__Description of the task__
Render the lines of the entries below as a Markdown table with two columns, Row and Entry line, numbering the rows and leaving out blank lines. Do not include the pictures in the table.

__Record list__

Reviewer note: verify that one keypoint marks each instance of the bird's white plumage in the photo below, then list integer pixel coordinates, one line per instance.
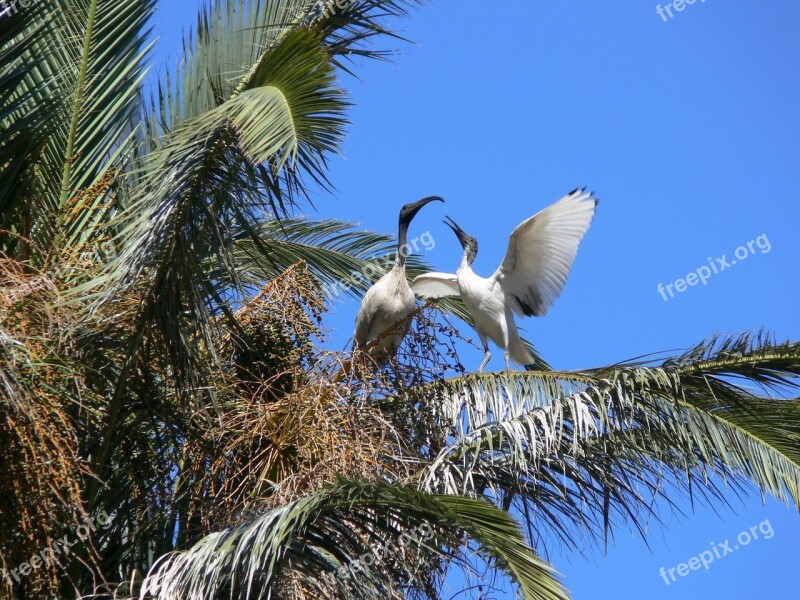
(541, 251)
(540, 254)
(435, 285)
(385, 304)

__Written reply__
| Row | Entry line |
|---|---|
| 1 | Reviewer note: verify that one keypoint marks each instance of the bird's white plumage in the photo below, then list integer pixel coordinates, one line per instance. |
| 2 | (541, 251) |
| 3 | (540, 254) |
| 4 | (435, 285) |
| 5 | (385, 304) |